TASK INSTRUCTIONS:
Could you restate the whole listing word for word?

============================================================

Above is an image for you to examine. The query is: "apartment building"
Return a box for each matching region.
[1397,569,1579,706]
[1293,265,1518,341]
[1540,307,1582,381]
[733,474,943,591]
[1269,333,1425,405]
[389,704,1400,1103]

============================================================

EXERCISE OUTPUT:
Above is an image for you to examine. The query is: "apartment building"
Return a box for each matching region.
[1397,569,1579,706]
[1293,265,1518,341]
[1540,307,1582,381]
[733,474,943,591]
[1269,333,1425,405]
[389,704,1400,1103]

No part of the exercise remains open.